**Exercise description**
Retype each record shown below, leaving every character as it is.

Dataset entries
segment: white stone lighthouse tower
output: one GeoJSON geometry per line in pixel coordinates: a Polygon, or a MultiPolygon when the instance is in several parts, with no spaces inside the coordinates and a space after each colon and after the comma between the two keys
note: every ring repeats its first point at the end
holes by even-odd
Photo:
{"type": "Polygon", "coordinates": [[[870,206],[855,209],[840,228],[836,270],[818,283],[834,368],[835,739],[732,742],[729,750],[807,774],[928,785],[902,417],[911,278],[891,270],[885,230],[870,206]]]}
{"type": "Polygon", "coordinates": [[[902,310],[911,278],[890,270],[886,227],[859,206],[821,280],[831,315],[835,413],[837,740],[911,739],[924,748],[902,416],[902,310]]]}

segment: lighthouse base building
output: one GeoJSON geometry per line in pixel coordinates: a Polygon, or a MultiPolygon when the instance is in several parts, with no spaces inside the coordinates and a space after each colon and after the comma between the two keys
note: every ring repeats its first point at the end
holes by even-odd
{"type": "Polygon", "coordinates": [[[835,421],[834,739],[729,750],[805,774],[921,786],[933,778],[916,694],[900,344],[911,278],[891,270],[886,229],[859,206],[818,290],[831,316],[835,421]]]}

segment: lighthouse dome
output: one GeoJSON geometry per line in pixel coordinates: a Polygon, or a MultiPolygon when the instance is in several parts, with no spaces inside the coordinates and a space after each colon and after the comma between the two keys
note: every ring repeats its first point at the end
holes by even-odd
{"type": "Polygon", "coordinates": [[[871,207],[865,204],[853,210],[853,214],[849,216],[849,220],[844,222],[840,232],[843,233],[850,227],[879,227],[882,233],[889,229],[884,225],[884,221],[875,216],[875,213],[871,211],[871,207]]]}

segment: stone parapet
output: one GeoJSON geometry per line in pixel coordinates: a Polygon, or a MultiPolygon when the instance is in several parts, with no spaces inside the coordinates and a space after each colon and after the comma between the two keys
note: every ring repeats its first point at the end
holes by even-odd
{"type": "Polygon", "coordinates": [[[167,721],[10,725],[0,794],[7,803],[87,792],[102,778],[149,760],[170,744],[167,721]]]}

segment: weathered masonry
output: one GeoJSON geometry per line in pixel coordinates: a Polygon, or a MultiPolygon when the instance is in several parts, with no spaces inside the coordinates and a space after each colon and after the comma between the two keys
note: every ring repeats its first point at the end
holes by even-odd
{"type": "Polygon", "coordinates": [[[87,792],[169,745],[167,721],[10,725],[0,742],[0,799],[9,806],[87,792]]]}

**Answer section**
segment: white stone lighthouse tower
output: one GeoJSON geometry per line in pixel coordinates: a Polygon, or a MultiPolygon when the instance is in several parts, with no spaces inside the coordinates and a space after each colon and after the comma between the two keys
note: every ring repeats its first point at the end
holes by even-odd
Photo:
{"type": "Polygon", "coordinates": [[[870,206],[855,209],[840,228],[836,270],[818,283],[834,368],[835,739],[732,742],[729,750],[807,774],[928,785],[902,417],[911,278],[891,270],[885,230],[870,206]]]}
{"type": "Polygon", "coordinates": [[[902,310],[911,278],[890,270],[886,227],[859,206],[821,280],[831,315],[835,413],[837,740],[911,739],[924,748],[902,416],[902,310]]]}

segment: lighthouse base building
output: one GeoJSON geometry per line in pixel coordinates: a Polygon, or a MultiPolygon when the instance is in several parts, with no spaces inside the coordinates and a space after each colon and after the comma between the two keys
note: every ring repeats its first point at the end
holes by even-odd
{"type": "Polygon", "coordinates": [[[835,421],[834,739],[729,750],[805,774],[921,786],[933,778],[916,694],[900,344],[911,278],[891,270],[886,229],[859,206],[818,290],[831,316],[835,421]]]}

segment: lighthouse dome
output: one GeoJSON geometry per line in pixel coordinates: a Polygon, or a MultiPolygon when the instance is in several parts, with no spaces inside the coordinates and a space after each colon and after the comma between the two keys
note: every ring repeats its first point at the end
holes by even-odd
{"type": "Polygon", "coordinates": [[[871,207],[865,204],[853,210],[853,214],[849,216],[849,220],[844,222],[840,232],[843,233],[850,227],[879,227],[882,233],[889,229],[884,225],[884,221],[875,216],[875,213],[871,211],[871,207]]]}

segment: stone parapet
output: one GeoJSON geometry per line in pixel coordinates: a Polygon, or a MultiPolygon when the instance is in several parts, with no spaces inside the coordinates and a space after each colon and after the comma between the two keys
note: every ring repeats its first point at the end
holes by even-odd
{"type": "Polygon", "coordinates": [[[167,721],[10,725],[0,794],[7,803],[87,792],[102,778],[149,760],[170,744],[167,721]]]}

segment: weathered masonry
output: one GeoJSON geometry per line in pixel coordinates: a Polygon, or a MultiPolygon when the instance is in several parts, with no spaces inside the coordinates and a space after each colon and after the comma between the two keys
note: every ring repeats its first point at the end
holes by even-odd
{"type": "Polygon", "coordinates": [[[87,792],[169,745],[167,721],[10,725],[0,742],[0,799],[9,806],[87,792]]]}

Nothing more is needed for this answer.